Entries from a pointing dataset
"""
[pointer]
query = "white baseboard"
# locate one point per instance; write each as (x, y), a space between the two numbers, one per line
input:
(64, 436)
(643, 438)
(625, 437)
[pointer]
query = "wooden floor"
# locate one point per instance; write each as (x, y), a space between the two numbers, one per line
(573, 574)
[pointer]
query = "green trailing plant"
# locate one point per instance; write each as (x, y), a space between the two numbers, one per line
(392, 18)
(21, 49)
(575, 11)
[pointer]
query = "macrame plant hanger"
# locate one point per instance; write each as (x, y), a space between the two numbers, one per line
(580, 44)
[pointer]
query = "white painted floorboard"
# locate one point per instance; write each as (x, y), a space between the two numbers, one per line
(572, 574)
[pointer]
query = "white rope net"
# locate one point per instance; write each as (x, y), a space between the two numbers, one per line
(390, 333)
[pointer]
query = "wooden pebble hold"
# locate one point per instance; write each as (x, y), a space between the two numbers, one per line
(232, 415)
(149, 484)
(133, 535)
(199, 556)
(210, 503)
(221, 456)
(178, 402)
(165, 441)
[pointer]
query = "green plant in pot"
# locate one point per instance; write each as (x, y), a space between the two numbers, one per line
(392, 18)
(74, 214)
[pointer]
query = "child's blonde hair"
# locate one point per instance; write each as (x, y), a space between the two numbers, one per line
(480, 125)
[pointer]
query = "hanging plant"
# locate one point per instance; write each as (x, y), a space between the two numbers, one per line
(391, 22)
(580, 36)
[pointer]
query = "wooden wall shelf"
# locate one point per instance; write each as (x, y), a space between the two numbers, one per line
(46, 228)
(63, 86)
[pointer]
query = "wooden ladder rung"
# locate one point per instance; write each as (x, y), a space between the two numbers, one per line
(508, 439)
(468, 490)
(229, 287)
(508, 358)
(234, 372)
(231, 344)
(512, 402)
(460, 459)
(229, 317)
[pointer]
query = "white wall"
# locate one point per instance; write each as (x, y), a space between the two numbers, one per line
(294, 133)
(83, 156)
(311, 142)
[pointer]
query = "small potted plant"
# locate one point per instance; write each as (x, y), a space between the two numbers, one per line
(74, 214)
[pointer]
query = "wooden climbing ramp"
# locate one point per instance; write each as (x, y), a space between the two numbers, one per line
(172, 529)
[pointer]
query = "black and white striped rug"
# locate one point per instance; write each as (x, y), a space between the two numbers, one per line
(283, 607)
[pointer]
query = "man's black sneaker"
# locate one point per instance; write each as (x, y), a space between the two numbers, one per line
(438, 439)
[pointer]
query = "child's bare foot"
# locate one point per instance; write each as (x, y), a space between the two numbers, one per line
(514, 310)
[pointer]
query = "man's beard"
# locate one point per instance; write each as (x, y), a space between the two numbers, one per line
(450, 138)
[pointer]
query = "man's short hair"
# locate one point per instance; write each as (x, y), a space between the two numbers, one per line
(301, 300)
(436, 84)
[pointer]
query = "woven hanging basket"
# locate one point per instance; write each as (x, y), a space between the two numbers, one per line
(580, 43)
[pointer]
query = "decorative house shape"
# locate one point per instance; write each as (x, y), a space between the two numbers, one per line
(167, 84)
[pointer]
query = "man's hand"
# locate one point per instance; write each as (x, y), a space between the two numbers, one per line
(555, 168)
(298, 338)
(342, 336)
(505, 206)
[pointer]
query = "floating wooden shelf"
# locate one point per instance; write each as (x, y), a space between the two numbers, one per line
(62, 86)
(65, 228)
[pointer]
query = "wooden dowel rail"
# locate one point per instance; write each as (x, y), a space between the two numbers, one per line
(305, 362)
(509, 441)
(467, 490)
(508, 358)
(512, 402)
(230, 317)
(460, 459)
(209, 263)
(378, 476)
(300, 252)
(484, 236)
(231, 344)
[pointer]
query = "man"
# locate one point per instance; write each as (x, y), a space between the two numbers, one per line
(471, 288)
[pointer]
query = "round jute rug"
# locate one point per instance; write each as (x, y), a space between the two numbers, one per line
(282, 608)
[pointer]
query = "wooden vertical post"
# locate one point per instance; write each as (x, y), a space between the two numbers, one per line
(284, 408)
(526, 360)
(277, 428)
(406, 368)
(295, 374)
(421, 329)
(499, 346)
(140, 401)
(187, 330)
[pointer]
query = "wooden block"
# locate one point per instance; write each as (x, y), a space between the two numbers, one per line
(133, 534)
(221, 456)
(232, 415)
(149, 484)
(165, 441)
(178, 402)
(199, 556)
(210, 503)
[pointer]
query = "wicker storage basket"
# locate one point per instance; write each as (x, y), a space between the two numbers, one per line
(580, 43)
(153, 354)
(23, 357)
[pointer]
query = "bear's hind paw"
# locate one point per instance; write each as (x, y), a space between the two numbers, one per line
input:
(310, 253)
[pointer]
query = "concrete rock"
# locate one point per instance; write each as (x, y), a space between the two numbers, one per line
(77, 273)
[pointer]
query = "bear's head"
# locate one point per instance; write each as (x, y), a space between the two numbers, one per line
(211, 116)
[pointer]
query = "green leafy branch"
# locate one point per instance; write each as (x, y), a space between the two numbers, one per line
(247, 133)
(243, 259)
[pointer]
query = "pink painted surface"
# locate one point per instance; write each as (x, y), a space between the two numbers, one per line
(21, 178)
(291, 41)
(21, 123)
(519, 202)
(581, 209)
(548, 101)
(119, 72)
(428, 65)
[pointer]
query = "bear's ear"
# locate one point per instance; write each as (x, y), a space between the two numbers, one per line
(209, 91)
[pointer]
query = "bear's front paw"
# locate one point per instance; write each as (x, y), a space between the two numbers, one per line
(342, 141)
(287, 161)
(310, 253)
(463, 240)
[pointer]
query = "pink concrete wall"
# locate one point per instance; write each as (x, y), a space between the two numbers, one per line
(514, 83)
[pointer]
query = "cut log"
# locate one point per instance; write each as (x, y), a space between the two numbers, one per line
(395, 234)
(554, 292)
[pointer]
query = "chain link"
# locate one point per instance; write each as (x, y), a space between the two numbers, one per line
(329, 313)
"""
TASK OBJECTIVE
Would you give the material above again, complete and exact?

THE OUTPUT
[pointer]
query = "white baseboard"
# locate one point per instance; write each as (x, y), a space between the two numbers, one per line
input:
(64, 436)
(643, 438)
(625, 437)
[pointer]
query = "wooden floor"
# locate one point per instance; write each as (x, y), a space between the two numbers, one per line
(573, 574)
[pointer]
query = "green trailing plant"
# locate one point per instance; write each as (x, y), a space between the two numbers, one per line
(392, 18)
(21, 49)
(575, 11)
[pointer]
query = "macrame plant hanger"
# locate one point per instance; write each as (x, y), a space between the two numbers, one per line
(580, 44)
[pointer]
query = "white painted floorboard"
# locate one point per instance; write each as (x, y), a space between the two numbers, one per line
(572, 574)
[pointer]
query = "white rope net"
# locate one point per instance; write each as (x, y), a space between the two numbers, one per line
(390, 333)
[pointer]
query = "wooden pebble hold"
# locate one point per instance; write each as (x, y), a space between the two numbers, one per line
(232, 415)
(149, 484)
(133, 535)
(199, 556)
(210, 503)
(221, 456)
(178, 402)
(165, 441)
[pointer]
query = "green plant in pot"
# locate one point per instance; write each as (x, y), a space between the two numbers, one per line
(392, 18)
(74, 214)
[pointer]
query = "child's blonde hair"
# locate one point per instance; write each as (x, y), a space between the two numbers, one per line
(480, 125)
[pointer]
query = "hanging plant"
# locate one point per instance; write each as (x, y), a space between the two numbers, one per line
(391, 22)
(580, 36)
[pointer]
query = "wooden wall shelf"
# locate one point per instance; write each as (x, y), a space between the two numbers, one per line
(46, 228)
(63, 86)
[pointer]
query = "wooden ladder rung"
# locate one point per instance; write each as (x, y), a space between the two numbers, one per line
(508, 439)
(468, 490)
(229, 287)
(508, 358)
(234, 372)
(231, 344)
(512, 402)
(460, 459)
(229, 317)
[pointer]
query = "white wall"
# locate one point per instance; write each as (x, y), a space between the two numbers, one per line
(294, 133)
(83, 156)
(311, 142)
[pointer]
query = "small potted plant"
# locate one point per instance; write each as (x, y), a space between the two numbers, one per line
(74, 214)
[pointer]
query = "wooden climbing ramp"
# locate one point per instance; write each as (x, y), a space between the two numbers, one per line
(172, 529)
[pointer]
query = "black and white striped rug"
# locate one point per instance; write each as (x, y), a space between the two numbers, one per line
(283, 607)
[pointer]
query = "man's black sneaker"
# locate one point per instance; write each as (x, y), a space between the two numbers, one per line
(438, 439)
[pointer]
query = "child's bare foot"
# locate one point per instance; write each as (x, y), a space between the two numbers, one per line
(514, 310)
[pointer]
query = "man's beard"
# locate one point per instance; write each as (x, y), a space between the two numbers, one per line
(450, 138)
[pointer]
query = "man's short hair"
# locate one point per instance; write each as (x, y), a space between the two numbers, one per line
(301, 300)
(436, 84)
[pointer]
query = "woven hanging basket"
# locate one point per instance; write each as (x, y), a space between the two numbers, one per line
(580, 43)
[pointer]
query = "decorative house shape"
# locate one point per instance; write each as (x, y), a space between the two numbers, one per line
(167, 84)
[pointer]
query = "man's hand"
# locate one point per instance; write each as (x, y), a space between the two numbers, one per line
(555, 168)
(298, 338)
(342, 336)
(505, 206)
[pointer]
query = "floating wooden shelf"
# locate one point per instance; write each as (x, y), a space between the two numbers, one per line
(62, 86)
(65, 228)
[pointer]
query = "wooden dowel rail"
# locate one point per instance; write each as (x, y), a space between the two numbers, one per line
(305, 362)
(509, 441)
(467, 490)
(508, 358)
(512, 402)
(230, 317)
(460, 459)
(209, 263)
(378, 476)
(300, 252)
(484, 236)
(231, 344)
[pointer]
query = "man"
# locate one point per instance; write each as (x, y), a space between the two numbers, one per line
(471, 288)
[pointer]
query = "round jute rug"
# locate one point per instance; write each as (x, y), a space between the two numbers, one per line
(282, 608)
[pointer]
query = "wooden vertical post"
# locate one point per instance; write each as (x, y), a space between the two numbers, one per line
(284, 408)
(526, 360)
(277, 428)
(406, 368)
(295, 374)
(421, 329)
(499, 346)
(140, 401)
(187, 330)
[pointer]
query = "wooden block"
# locate one point per instance; write each as (x, y), a space between the two numbers, one per line
(133, 534)
(221, 456)
(232, 415)
(149, 484)
(165, 441)
(178, 402)
(199, 556)
(210, 503)
[pointer]
query = "wicker storage basket"
# locate one point per instance; write each as (x, y), a space between the two numbers, one per line
(580, 43)
(153, 354)
(23, 357)
[pointer]
query = "bear's hind paw"
# locate one point per instance; write each as (x, y), a space between the two numbers, one per line
input:
(310, 253)
[pointer]
query = "concrete rock"
# locate one point per instance; write each as (x, y), a space between the two numbers, one per line
(77, 273)
[pointer]
query = "bear's head"
# locate one point per instance; write each as (x, y), a space between the two numbers, one per line
(211, 116)
[pointer]
query = "green leafy branch"
# locate one point per instance; write each as (x, y), a space between the two numbers, one per line
(247, 133)
(243, 259)
[pointer]
query = "pink painted surface"
# locate one point per instance; write each as (x, y), a space between the two numbers, one per line
(21, 178)
(291, 41)
(21, 123)
(519, 202)
(581, 209)
(548, 101)
(119, 72)
(428, 65)
[pointer]
query = "bear's ear"
# locate one point per instance; write each as (x, y), a space between the two numbers, one per line
(209, 91)
[pointer]
query = "bear's front paw"
# locate one point per instance; write each as (x, y), a space between the two numbers, one per line
(342, 141)
(287, 161)
(310, 253)
(463, 240)
[pointer]
query = "pink concrete wall"
# locate one point per instance; write each as (x, y), a space between the two numbers, one per line
(514, 83)
[pointer]
query = "cut log"
# locate one point per instance; write each as (x, y), a space between the two numbers, one per line
(395, 234)
(554, 292)
[pointer]
query = "chain link"
# locate one point per instance; write each as (x, y), a space between the two numbers, one per line
(329, 313)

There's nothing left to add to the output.